- **CONSIGNE A**
Recopiez fidèlement le passage de la discussion sur les truismes qui commence par « Je la connaissais » et se poursuit jusqu'à « de l'être ! ».

Les tautologies sont censées être des choses indéniables que l'on ne peut pas réfuter. Ce qui est quelque chose de différent. À tôt

Gonzalo


----------



## itka

Nicomon said:


> Je ne sais pas si cette « vérité » (célèbre boutade de l'humoriste Yvon Deschamps) entre dans la définition de truisme...
> 
> - _Vaut mieux être riche et en santé que pauvre et malade_



Je la connaissais encore meilleure : "Mieux vaut être jeune, riche, beau et en bonne santé plutôt que vieux, pauvre, laid et malade"  et si ça n'est pas un truisme, ça mériterait de l'être !


----------



## misstic

geve said:


> un *truisme*





KaRiNe_Fr said:


> Ou une *tautologie *? Un enfoncement de portes ouvertes ?





itka said:


> On ne peut clore un fil pareil sans mentionner Monsieur de La Palisse (à l'orthographe incertaine  : La Palisse/La Palice) ...et ses fameuses *lapalissades*."





KaRiNe_Fr said:


> Pour le côté "banalité", il me venait "*poncif*" aussi...





itka said:


> Et si c'est un poncif en littérature, c'est un* cliché *!



Bonsoir  Je trouve que les définitions suivantes expriment très bien les légères nuances entre ces différents termes. Elles présentent l'avantage d'être simples et donc faciles à retenir pour faire la distinction :
Définitions du Mediadico
            > truisme (nom masculin) Vérité d'évidence, d'une grande banalité.
> lapalissade (nom féminin) Propos ridicule par son évidence.

- **ENTRÉES**

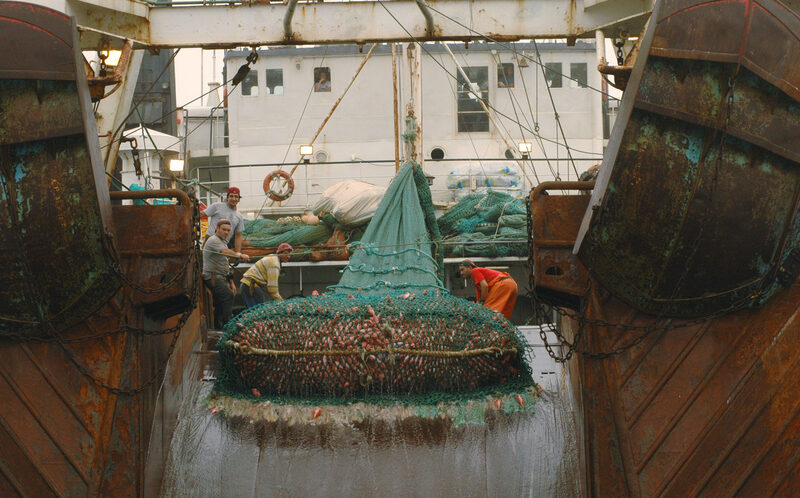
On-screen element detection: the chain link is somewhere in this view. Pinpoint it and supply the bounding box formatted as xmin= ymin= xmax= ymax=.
xmin=614 ymin=40 xmax=625 ymax=66
xmin=48 ymin=198 xmax=200 ymax=396
xmin=526 ymin=150 xmax=766 ymax=363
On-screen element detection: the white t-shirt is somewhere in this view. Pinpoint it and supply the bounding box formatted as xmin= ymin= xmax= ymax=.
xmin=205 ymin=202 xmax=244 ymax=243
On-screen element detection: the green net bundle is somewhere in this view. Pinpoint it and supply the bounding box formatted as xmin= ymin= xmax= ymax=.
xmin=438 ymin=190 xmax=528 ymax=257
xmin=242 ymin=220 xmax=333 ymax=247
xmin=217 ymin=163 xmax=532 ymax=402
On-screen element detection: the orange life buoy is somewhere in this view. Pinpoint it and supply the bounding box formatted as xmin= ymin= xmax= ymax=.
xmin=264 ymin=169 xmax=294 ymax=202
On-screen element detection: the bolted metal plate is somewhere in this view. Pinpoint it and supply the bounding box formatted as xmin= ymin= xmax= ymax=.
xmin=579 ymin=0 xmax=800 ymax=316
xmin=0 ymin=2 xmax=119 ymax=337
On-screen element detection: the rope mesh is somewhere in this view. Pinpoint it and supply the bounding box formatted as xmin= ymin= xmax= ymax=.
xmin=215 ymin=162 xmax=533 ymax=405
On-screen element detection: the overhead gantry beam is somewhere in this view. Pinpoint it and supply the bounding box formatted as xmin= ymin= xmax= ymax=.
xmin=59 ymin=0 xmax=653 ymax=48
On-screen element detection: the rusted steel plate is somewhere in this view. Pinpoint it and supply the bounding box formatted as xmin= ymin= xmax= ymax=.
xmin=0 ymin=3 xmax=119 ymax=336
xmin=530 ymin=182 xmax=594 ymax=308
xmin=112 ymin=190 xmax=195 ymax=317
xmin=0 ymin=2 xmax=76 ymax=81
xmin=568 ymin=281 xmax=800 ymax=496
xmin=650 ymin=0 xmax=800 ymax=100
xmin=579 ymin=0 xmax=800 ymax=316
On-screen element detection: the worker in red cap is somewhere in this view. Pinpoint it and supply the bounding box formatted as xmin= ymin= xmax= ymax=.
xmin=200 ymin=187 xmax=244 ymax=252
xmin=239 ymin=242 xmax=292 ymax=308
xmin=458 ymin=259 xmax=517 ymax=319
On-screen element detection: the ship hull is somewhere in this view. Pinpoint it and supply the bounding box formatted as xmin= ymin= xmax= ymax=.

- **CONSIGNE B**
Repérez et reproduisez chaque ligne des entrées qui contient le mot « plate ». La distinction entre majuscules et minuscules doit être respectée.

- **SOLUTION RÉDIGÉE A**
Je la connaissais encore meilleure : "Mieux vaut être jeune, riche, beau et en bonne santé plutôt que vieux, pauvre, laid et malade"  et si ça n'est pas un truisme, ça mériterait de l'être !

- **SOLUTION RÉDIGÉE B**
On-screen element detection: the bolted metal plate is somewhere in this view. Pinpoint it and supply the bounding box formatted as xmin= ymin= xmax= ymax=.
On-screen element detection: the rusted steel plate is somewhere in this view. Pinpoint it and supply the bounding box formatted as xmin= ymin= xmax= ymax=.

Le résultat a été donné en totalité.